Ich sehe Merchandise-Potential!

Dann gibt es da noch die Rott, die dem Kampf eine weitere Facette verleihen und euren Fähigkeitenbaum selbstredend ebenfalls um Optionen erweitern. Die knuffigen schwarzen Geisterchen mit Merchandise-Potential greifen euch in den Schlachten ordentlich unter die Arme – zumindest sofern ihr genügend „Mut“ angehäuft habt. Sind die kleinen Gespenster anfangs noch zu schüchtern um am Kampf zu partizipieren, werden sie mit fortlaufenden Kampfgeschehen deutlich risikobereiter. So sind die Rott nicht nur fähig euch zu heilen sondern ebenfalls Gegner auf Befehl zu stunnen oder gar eure Angriffe zu verstärken. So können die Minions euren Stab beispielsweise in einen mächtigen Hammer verwandeln, der nicht nur größere Schadensmengen austeilen sondern auch mehrere Gegner auf einen Schlag schwächen kann.

Und die Unterstützung durch die kleinen Helferchen ist auch dringend notwendig, denn die Kämpfe in Kena sind überraschend fordernd. Diskrepant zum knuffigen Animationsstil bietet Ember Lab euch hier eine recht anspruchsvolle Erfahrung, die allerdings gekonnt den Balanceakt zwischen Frustration und Motivation zu halten weiß. Das Gegnerdesign präsentiert sich dabei äußerst vielschichtig, was wiederum die Relevanz der differenten Fertigkeiten von Kena in den Fokus stellt. So bedarf es bei Feinden mit verbesserter Deckung zumeist einer anderen Taktik als Kontrahenten, die sich flink durch die Areale bewegen – dennoch gilt: eure Vorgehensweise wird nie ‘hierarisch’ durch das Spiel selbst vorgeschrieben. Gegner mit schützenden Holzschilden kann Kena beispielweise so am Besten mit einem mächtigen Angriff zur Strecke bringen oder diese auch agil hinterrücks lynchen, während fliegende Feinde mit magischen Pfeilen erledigt werden können oder mit einem kräftigen Sprungangriff ins Jenseits befördert werden. Dabei wird das Action-Adventure allerdings zu keiner Zeit unfair sondern präsentiert sich dank dem freiheitlichen und gleichzeitig übersichtlichen Fähigkeitensystem Kenas durchgängig motivierend. Wer sich dennoch auf einen seichten Pixar-Kurzfilm gefreut hat, kann den Schwierigkeitsgrad auch innerhalb des Spiels jederzeit anpassen. Wirklich frustrierend wirkt hingegen ab und an nur die Steuerung. Während die aktiven Angriffe alle gut von der Hand gehen, hapert es gravierend im Fokussystem. Wer sein gegenüber nämlich permanent anvisieren und so Übersichtlichkeit in die beschwerlichen Auseinandersetzungen bringen möchte, wird durchaus vor eine größere Herausforderung gestellt. So löst sich die Zentrierung auf den Feind im Trubel des Kampfgeschehens nämlich gerne mal auf, was der Orientierung deutlich zu lasten fällt und euch schnell unverdient den nächsten Bildschirmtod bescheren kann.

+++

§ Arbeitsauftrag
Schreibe den Abschnitt des Textes über Kena, beginnend bei „Ich sehe Merchandise-Potential!“ und endend bei „Schlag schwächen kann.“, erneut ab und benenne darin „Rott“ in „Geisterwesen“ um.

§ Aus einer Sammlung entnommene Daten
+++

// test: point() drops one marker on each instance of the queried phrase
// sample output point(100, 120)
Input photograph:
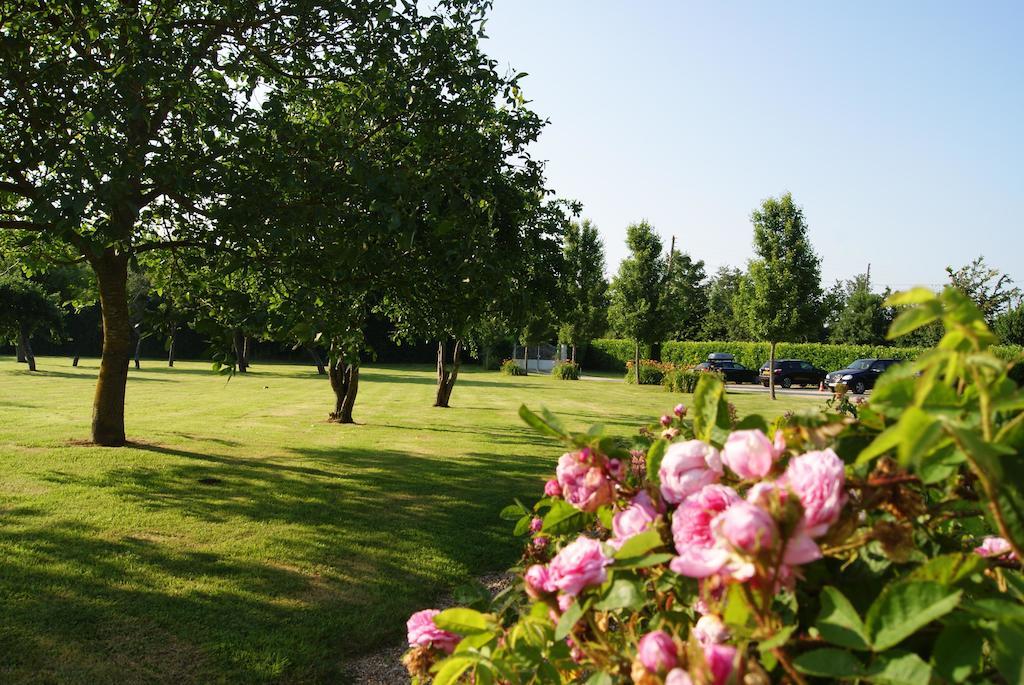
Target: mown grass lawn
point(243, 539)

+++

§ Musterlösung
Ich sehe Merchandise-Potential!

Dann gibt es da noch die Geisterwesen, die dem Kampf eine weitere Facette verleihen und euren Fähigkeitenbaum selbstredend ebenfalls um Optionen erweitern. Die knuffigen schwarzen Geisterchen mit Merchandise-Potential greifen euch in den Schlachten ordentlich unter die Arme – zumindest sofern ihr genügend „Mut“ angehäuft habt. Sind die kleinen Gespenster anfangs noch zu schüchtern um am Kampf zu partizipieren, werden sie mit fortlaufenden Kampfgeschehen deutlich risikobereiter. So sind die Geisterwesen nicht nur fähig euch zu heilen sondern ebenfalls Gegner auf Befehl zu stunnen oder gar eure Angriffe zu verstärken. So können die Minions euren Stab beispielsweise in einen mächtigen Hammer verwandeln, der nicht nur größere Schadensmengen austeilen sondern auch mehrere Gegner auf einen Schlag schwächen kann.